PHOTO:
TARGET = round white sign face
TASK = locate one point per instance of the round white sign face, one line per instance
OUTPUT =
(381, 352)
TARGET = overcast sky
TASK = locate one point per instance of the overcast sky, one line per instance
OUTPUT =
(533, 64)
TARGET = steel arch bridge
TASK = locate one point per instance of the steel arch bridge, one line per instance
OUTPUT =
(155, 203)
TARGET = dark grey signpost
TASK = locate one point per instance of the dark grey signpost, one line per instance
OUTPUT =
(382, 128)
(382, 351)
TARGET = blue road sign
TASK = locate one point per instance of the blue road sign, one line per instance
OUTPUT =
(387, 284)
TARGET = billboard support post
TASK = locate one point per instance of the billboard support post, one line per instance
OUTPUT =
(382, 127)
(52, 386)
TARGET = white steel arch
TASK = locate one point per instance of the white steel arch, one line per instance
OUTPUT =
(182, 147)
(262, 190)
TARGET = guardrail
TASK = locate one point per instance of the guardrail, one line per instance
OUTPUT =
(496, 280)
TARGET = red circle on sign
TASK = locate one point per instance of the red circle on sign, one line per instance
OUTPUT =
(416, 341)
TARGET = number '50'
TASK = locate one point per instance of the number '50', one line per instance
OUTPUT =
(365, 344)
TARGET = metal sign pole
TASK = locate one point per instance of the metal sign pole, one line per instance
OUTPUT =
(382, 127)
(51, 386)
━━━━━━
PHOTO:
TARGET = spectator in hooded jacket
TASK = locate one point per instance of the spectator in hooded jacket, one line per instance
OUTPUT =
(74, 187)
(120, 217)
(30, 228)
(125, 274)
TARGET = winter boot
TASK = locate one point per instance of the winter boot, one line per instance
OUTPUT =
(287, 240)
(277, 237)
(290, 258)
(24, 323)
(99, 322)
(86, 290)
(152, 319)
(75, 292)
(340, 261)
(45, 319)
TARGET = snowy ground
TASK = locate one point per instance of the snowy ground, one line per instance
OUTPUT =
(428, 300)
━━━━━━
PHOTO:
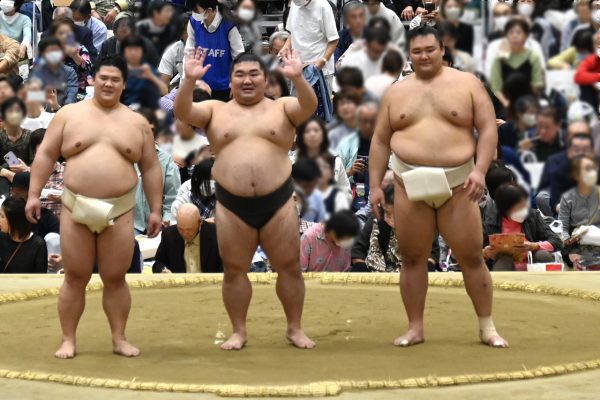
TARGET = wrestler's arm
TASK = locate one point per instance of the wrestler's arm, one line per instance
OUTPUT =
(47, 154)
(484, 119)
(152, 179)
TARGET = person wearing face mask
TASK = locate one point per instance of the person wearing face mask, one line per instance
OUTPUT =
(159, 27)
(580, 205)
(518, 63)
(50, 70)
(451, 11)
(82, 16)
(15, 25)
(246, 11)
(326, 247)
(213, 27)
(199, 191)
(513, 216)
━━━━━━
* [ASSIGNMENT]: Which lines of the listing contain the string "person"? Copy every one of them.

* [EXPECTED OUTPUT]:
TARGET = person wearing face mask
TASK = locate one point per instance of the person wearing face mask, one line per instance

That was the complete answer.